**Task:** Please return the lines below verbatim, beginning at the one that has "Task: tag every instance of the chair" and stopping after the one that has "Task: tag every instance of the wooden plank", and add no other lines.
┄┄┄┄┄┄
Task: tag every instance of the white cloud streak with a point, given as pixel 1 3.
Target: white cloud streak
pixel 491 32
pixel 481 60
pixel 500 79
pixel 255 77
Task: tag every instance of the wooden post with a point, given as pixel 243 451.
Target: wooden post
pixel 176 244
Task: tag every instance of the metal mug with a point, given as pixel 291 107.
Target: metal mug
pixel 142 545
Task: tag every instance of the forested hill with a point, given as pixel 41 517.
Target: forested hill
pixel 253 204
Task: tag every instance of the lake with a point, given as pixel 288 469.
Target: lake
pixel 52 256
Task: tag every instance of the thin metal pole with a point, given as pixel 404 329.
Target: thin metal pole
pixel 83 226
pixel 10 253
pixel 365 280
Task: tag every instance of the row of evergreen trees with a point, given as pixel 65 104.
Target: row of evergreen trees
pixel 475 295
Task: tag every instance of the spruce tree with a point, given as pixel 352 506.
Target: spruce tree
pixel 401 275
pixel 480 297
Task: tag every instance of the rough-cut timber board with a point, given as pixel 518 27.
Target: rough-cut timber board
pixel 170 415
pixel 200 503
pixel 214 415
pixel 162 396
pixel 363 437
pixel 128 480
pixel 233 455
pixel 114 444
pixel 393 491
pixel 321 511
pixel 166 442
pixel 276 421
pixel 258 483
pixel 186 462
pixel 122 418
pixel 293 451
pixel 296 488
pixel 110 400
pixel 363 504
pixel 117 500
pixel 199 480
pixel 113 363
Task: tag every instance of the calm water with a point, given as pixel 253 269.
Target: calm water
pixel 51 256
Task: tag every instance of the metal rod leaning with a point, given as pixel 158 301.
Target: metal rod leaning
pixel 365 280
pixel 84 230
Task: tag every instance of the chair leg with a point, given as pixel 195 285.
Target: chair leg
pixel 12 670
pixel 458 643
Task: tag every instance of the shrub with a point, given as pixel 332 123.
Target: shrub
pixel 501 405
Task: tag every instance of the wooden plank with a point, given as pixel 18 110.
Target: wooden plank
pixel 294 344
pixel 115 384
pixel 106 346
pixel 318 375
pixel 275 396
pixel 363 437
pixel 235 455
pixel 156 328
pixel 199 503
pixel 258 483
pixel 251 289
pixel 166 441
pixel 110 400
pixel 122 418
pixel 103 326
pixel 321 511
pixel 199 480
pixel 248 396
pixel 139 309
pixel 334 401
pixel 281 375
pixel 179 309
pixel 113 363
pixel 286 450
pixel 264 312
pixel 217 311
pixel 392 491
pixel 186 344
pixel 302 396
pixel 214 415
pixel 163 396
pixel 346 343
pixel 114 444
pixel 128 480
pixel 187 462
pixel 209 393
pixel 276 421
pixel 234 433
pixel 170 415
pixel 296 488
┄┄┄┄┄┄
**Result of the task:**
Task: tag every instance of the chair leg with a point, given as pixel 195 285.
Target: chair leg
pixel 12 670
pixel 458 643
Task: tag every instance of the shrub with a point, given as pixel 332 123.
Target: shrub
pixel 501 405
Task: tag every instance of the wooden plank with a point, given as pixel 18 110.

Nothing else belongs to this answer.